Convert the stretch of lines from the one containing "Expected: one dot" through the one containing "point(364, 65)" into a two-column CSV with the headers target_text and answer, one row for each text and its answer, each in a single quoted field with line breaks replaced by spaces. Leave the pictures out.

### INPUT MATERIAL
=-=-=

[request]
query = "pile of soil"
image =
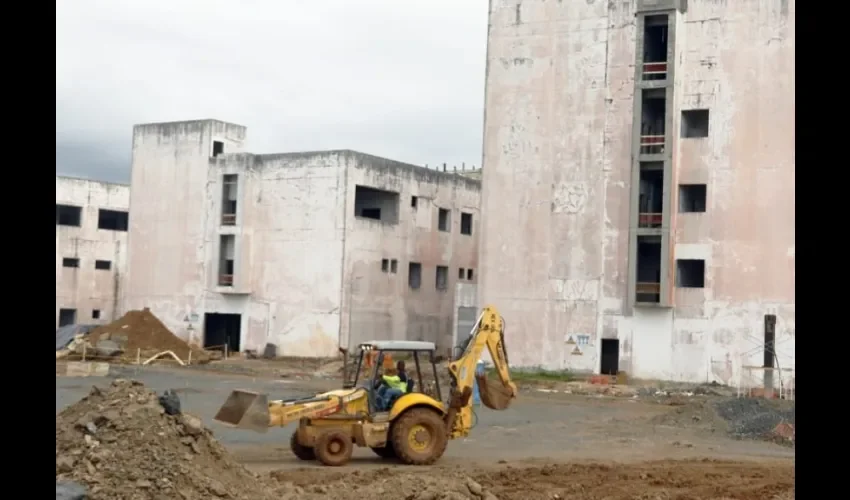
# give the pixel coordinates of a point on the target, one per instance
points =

=-=-=

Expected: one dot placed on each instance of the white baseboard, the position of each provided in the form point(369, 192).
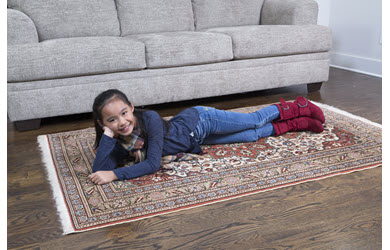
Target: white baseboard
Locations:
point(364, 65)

=-=-=

### THE OUTPUT
target_text,answer
"Expected: one dot placed on each instance of the white baseboard, the position of each provided in the form point(369, 192). Target: white baseboard Locations:","point(364, 65)"